Start of SOURCE PASSAGE

We have a medical system in the United States that operates at near full capacity on a daily basis. I don’t envision a time when we will ever develop excess capacity in our healthcare system. So we have to develop and train and exercise to execute tactical surges in medical responses. And that means quickly setting up tactical field hospitals, if necessary, and having a process in place where we draw from the medical community in a nonimpacted area and surge into an area of some catastrophic event requiring mass medical care. We have to be much more agile and flexible to artificially create a surge capacity that’s not there under the normal circumstances.
You’ve said in the past that the threat facing the United States is a residual of what it was on 9-11, but different. What did you mean by that?
I was referring to the migration of capability for causing mass destruction into the hands of independent actors or what has become known as homegrown violent extremists. That’s a phenomenon that’s a very real concern, because it’s so much harder to detect, intercept, and prevent those persons.
You’ve also made a distinction between lone wolves and stray dogs. What is the distinction between those two terms?
The lone wolves generally engage, through some kind of social media or other electronic connections, with other people of a similar ideology. And so there are ways lawfully to develop profiles and to engage in predictive behavior based upon communication among folks of that sort. But the stray dogs, the truly independent actors, don’t really connect with anyone. They’re isolationists. They may follow extremist views through social media and other sources, but they don’t actively engage in the dialogue. They quietly plan, then act on their distorted beliefs.
With the tenth anniversary of 9-11 directly in the rearview mirror, what lessons has the United States still failed to learn?
We can get far better at information sharing and intelligence fusion. We’ve made giant strides in that regard, but the state fusion centers across the nation are still in a developmental state, and the protocols for standardized sharing of information among fusion centers are still ripe for improvement.

End of SOURCE PASSAGE
Start of MATERIAL PROVIDED

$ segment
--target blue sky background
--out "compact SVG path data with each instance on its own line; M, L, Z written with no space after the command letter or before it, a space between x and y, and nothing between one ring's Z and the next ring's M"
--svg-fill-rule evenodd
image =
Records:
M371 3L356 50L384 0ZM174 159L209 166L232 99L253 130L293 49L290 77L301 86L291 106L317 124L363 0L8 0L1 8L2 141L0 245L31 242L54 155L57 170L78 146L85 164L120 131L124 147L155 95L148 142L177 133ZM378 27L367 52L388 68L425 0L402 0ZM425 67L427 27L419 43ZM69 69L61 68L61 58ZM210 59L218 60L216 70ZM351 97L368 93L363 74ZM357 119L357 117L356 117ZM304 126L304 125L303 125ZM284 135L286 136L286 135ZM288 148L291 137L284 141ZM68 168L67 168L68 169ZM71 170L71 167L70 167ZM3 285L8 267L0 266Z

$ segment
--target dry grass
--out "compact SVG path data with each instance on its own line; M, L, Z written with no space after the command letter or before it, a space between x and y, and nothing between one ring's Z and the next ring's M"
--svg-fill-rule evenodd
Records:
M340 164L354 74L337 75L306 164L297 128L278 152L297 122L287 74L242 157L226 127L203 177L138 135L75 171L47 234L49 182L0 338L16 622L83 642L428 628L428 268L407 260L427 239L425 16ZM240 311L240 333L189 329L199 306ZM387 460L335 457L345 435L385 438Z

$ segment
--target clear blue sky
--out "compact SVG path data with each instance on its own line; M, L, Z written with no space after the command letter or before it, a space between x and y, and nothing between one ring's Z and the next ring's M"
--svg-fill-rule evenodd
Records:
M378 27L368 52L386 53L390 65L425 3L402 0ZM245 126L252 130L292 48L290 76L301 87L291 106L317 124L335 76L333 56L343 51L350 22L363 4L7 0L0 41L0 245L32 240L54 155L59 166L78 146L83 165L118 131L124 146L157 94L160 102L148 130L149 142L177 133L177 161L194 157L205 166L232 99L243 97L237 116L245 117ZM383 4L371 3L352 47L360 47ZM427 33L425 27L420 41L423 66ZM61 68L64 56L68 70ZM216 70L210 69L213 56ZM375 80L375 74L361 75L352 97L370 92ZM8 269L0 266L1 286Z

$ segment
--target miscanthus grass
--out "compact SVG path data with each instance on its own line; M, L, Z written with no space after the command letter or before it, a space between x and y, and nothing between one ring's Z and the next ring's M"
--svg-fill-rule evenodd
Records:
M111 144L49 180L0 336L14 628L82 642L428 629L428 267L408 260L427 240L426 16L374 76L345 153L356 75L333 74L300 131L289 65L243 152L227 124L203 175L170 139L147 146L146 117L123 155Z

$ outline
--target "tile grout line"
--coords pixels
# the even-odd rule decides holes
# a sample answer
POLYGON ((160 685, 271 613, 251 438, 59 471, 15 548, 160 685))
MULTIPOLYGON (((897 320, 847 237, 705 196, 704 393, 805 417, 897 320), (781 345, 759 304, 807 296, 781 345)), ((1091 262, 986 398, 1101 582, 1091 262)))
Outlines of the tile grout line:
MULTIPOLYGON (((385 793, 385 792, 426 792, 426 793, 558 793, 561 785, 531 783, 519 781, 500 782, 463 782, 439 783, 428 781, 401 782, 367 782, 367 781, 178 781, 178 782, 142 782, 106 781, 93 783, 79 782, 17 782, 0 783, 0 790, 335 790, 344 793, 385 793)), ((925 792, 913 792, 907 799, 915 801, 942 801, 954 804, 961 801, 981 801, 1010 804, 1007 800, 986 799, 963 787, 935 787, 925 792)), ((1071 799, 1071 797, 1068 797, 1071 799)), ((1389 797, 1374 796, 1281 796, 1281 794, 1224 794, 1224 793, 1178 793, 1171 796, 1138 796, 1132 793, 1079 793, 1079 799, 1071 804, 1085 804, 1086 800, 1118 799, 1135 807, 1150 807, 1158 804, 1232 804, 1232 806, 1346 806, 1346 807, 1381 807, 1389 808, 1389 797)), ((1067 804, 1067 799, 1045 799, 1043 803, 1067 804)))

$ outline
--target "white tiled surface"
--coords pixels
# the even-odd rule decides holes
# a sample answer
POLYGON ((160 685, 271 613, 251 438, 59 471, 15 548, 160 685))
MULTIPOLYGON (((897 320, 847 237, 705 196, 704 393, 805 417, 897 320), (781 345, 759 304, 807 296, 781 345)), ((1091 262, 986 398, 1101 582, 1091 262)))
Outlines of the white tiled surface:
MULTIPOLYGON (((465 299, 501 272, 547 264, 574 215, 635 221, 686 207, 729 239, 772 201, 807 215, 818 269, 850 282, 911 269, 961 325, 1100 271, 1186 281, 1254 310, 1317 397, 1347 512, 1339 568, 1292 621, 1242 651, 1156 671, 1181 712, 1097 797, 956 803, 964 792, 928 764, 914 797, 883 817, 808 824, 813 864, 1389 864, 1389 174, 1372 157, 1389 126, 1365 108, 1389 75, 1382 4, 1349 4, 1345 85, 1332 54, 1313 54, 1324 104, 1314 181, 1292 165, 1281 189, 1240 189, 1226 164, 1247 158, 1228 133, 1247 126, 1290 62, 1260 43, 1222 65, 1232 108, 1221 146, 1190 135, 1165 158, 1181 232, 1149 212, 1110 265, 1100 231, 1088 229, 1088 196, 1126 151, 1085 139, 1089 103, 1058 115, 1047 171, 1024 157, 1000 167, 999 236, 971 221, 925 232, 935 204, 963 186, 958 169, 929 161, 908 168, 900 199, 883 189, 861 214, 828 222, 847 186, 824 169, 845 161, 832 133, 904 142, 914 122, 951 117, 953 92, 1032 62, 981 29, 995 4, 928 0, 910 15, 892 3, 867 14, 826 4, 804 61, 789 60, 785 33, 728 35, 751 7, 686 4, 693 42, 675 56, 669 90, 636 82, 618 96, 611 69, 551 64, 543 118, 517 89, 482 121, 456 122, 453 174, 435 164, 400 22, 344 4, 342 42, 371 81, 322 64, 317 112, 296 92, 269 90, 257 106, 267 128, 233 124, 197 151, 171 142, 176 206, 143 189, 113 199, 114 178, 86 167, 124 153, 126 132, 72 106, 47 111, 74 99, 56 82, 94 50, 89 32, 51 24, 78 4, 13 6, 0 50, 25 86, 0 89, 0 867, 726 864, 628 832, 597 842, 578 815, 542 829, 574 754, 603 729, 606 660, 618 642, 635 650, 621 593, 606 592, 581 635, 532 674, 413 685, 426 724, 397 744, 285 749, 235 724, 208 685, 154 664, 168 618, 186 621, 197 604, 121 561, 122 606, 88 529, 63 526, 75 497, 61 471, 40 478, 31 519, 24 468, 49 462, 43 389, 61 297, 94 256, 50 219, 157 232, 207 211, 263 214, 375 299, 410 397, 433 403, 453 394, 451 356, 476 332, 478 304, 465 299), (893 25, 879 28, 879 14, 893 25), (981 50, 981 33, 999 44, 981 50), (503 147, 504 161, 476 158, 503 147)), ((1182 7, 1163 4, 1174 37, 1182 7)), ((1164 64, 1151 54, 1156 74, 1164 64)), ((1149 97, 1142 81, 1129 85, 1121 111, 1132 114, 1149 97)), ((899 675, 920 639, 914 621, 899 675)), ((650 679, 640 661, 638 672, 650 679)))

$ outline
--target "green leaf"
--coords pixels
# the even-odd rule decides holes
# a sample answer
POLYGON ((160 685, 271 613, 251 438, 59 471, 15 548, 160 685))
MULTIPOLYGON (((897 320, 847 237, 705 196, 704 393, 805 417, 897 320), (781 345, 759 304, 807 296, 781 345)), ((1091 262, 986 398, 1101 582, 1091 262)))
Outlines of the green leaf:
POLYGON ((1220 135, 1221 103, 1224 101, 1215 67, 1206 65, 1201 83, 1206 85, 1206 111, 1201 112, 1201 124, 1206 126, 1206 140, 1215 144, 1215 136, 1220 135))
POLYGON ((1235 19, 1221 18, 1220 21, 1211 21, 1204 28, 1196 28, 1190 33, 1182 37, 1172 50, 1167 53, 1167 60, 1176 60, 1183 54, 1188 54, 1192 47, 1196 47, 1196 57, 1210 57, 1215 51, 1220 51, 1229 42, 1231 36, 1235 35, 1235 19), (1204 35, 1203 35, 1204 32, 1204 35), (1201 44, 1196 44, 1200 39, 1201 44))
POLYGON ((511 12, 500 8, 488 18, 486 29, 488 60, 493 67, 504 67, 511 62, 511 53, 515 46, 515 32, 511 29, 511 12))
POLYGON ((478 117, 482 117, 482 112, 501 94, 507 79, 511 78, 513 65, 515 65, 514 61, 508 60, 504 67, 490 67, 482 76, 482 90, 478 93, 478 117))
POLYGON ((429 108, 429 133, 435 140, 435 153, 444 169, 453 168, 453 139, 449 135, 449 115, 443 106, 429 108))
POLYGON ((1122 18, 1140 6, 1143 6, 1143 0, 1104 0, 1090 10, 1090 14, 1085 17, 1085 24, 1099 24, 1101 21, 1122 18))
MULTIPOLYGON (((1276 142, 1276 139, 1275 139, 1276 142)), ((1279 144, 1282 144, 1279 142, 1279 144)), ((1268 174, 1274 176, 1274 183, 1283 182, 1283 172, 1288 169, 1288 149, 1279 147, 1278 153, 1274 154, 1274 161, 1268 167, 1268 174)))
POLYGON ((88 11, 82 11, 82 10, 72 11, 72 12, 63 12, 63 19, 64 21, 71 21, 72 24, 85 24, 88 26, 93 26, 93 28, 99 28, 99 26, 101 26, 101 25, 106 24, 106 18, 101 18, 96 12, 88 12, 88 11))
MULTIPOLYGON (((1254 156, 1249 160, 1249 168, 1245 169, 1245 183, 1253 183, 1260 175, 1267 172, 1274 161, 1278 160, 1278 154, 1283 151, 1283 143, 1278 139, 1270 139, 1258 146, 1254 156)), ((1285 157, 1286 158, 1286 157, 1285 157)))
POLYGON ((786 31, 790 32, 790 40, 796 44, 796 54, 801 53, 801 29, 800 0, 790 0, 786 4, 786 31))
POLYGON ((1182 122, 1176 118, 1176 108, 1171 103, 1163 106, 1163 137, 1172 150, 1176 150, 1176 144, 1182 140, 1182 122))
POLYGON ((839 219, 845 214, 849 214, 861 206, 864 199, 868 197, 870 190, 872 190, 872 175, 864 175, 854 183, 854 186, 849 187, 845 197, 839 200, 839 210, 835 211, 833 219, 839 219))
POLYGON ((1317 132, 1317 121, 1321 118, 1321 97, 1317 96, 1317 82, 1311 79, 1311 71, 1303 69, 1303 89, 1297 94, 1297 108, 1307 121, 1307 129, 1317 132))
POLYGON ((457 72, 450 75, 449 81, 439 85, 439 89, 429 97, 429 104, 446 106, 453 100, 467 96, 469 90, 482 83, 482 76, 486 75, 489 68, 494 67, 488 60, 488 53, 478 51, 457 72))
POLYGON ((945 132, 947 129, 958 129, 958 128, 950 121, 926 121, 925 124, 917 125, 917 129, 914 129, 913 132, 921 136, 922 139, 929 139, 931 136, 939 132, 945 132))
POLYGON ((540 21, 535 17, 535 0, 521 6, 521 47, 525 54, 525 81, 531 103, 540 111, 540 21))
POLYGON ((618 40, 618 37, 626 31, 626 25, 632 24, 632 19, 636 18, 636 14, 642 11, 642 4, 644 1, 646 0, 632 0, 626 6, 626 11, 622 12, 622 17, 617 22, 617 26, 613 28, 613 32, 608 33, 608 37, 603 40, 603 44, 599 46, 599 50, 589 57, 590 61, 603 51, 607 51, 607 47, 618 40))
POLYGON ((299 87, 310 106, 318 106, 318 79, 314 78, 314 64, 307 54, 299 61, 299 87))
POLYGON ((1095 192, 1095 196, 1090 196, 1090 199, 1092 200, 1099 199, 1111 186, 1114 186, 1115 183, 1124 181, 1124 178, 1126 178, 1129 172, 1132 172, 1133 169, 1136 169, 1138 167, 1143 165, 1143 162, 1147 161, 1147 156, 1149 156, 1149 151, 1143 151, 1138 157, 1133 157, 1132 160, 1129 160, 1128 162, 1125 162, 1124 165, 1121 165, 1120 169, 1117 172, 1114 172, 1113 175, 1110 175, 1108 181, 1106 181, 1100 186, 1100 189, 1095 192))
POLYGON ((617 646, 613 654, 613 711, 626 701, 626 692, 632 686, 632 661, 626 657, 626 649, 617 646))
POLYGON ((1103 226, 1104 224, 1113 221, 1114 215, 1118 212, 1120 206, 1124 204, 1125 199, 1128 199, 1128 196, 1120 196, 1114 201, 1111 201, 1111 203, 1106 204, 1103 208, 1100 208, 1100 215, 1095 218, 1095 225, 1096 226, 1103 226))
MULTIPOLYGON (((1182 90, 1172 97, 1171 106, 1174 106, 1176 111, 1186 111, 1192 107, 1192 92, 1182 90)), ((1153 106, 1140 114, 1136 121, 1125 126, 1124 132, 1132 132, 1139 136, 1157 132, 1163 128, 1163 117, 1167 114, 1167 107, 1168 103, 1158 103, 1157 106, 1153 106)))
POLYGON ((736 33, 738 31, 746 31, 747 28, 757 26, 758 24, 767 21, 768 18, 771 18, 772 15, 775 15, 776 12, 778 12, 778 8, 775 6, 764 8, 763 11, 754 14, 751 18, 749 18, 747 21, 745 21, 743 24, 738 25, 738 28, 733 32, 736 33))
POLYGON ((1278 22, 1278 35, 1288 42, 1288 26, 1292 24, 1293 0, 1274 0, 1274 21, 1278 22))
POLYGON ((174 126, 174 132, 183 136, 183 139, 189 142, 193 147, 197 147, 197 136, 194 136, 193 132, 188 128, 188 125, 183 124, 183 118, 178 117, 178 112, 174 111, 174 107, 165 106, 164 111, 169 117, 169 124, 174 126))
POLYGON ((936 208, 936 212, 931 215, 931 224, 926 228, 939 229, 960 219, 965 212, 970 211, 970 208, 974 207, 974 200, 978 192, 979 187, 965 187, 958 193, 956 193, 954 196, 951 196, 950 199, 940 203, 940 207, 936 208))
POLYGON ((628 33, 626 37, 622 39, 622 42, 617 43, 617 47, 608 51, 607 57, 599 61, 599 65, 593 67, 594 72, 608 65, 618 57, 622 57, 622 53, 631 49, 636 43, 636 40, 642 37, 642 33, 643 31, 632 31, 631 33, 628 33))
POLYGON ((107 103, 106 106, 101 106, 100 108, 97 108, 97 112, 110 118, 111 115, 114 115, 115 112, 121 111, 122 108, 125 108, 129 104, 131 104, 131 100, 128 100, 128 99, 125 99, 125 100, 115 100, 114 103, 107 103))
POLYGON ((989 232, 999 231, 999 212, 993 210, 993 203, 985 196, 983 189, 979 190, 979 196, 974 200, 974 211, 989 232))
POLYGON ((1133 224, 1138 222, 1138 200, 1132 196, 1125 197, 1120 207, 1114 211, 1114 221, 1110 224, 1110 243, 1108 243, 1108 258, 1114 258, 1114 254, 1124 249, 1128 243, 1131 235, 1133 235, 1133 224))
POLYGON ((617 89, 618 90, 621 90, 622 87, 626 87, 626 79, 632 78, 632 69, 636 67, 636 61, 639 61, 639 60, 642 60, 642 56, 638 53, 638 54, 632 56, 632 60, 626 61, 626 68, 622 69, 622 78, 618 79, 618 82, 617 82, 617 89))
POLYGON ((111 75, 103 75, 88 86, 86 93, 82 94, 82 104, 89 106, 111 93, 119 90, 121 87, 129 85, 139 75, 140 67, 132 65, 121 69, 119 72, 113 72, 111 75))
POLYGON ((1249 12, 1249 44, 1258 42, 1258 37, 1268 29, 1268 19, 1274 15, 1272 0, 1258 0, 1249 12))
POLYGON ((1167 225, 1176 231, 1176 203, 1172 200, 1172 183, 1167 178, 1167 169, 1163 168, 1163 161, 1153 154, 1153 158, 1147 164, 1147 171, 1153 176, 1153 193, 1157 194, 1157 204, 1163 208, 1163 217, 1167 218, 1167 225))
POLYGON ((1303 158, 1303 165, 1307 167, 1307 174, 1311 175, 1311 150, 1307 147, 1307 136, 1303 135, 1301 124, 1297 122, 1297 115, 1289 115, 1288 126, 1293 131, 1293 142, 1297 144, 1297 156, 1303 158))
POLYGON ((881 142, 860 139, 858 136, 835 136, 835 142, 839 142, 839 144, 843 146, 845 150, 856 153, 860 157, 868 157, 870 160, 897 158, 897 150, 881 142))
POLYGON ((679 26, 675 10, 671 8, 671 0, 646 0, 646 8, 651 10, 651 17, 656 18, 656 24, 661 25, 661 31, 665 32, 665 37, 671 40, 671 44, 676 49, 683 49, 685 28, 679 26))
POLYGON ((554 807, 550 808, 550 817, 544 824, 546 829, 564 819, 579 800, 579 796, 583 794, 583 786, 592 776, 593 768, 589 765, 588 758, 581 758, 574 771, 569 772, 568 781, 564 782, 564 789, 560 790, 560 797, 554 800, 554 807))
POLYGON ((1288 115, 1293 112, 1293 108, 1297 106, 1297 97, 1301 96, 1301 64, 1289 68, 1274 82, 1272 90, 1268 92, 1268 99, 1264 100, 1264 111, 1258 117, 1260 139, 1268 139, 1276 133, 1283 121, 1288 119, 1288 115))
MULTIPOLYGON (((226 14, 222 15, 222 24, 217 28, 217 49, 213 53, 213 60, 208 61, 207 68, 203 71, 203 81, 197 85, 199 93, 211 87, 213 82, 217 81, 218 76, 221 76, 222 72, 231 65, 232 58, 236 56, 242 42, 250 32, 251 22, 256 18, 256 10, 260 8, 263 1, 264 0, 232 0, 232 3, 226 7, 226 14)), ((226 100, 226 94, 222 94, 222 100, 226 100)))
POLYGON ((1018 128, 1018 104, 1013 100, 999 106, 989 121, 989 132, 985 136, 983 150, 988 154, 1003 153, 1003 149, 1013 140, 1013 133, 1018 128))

End of MATERIAL PROVIDED

# STUDY QUESTIONS
- a) Answer these questions about the security interview, one line each:
(i) At what level does the interview say the U.S. medical system operates on a daily basis?
(ii) What term does the interview apply to the truly independent actors who do not connect with anyone?
(iii) According to the interview, what across the nation is still in a developmental state?
- b) Write the next part of the security interview, starting after its final sentence.

# TASK-BY-TASK ANSWERS
- a)
(i) Near full capacity.
(ii) Stray dogs.
(iii) The state fusion centers.

- b)
Sharing of meaningful information between private-sector and public-sector intelligence operations is also an area for improvement. We have private foundations and nonprofit organizations and for-profit transnational companies that have very sophisticated information gathering and true intelligence gathering capabilities. They have to do so to protect their principal corporate representatives and their capital investments, not only in the United States but around the world. I still think there’s a great deal more to be done in the sharing of information between those private sector resource pools and conventional government resource pools.
If you had the resources, the political capital, and five years, what homeland security challenges would you tackle first?
You always have to respond to the threat. We know that the aviation industry remains a target of strong interest for at least al Qaeda. But we can’t put all of our eggs in that basket, so I’d be focusing on surface transportation—in particular, rail transportation—and preparing to respond to a biological attack that puts people at medical risk.
If there were an aerosolized Tularemia attack or some other attack that required dispensing medication to individual victims within 48 hours of exposure, you would have to be able to not just plan for that conceptually, you would have to be able to execute the delivery of those pharmaceuticals.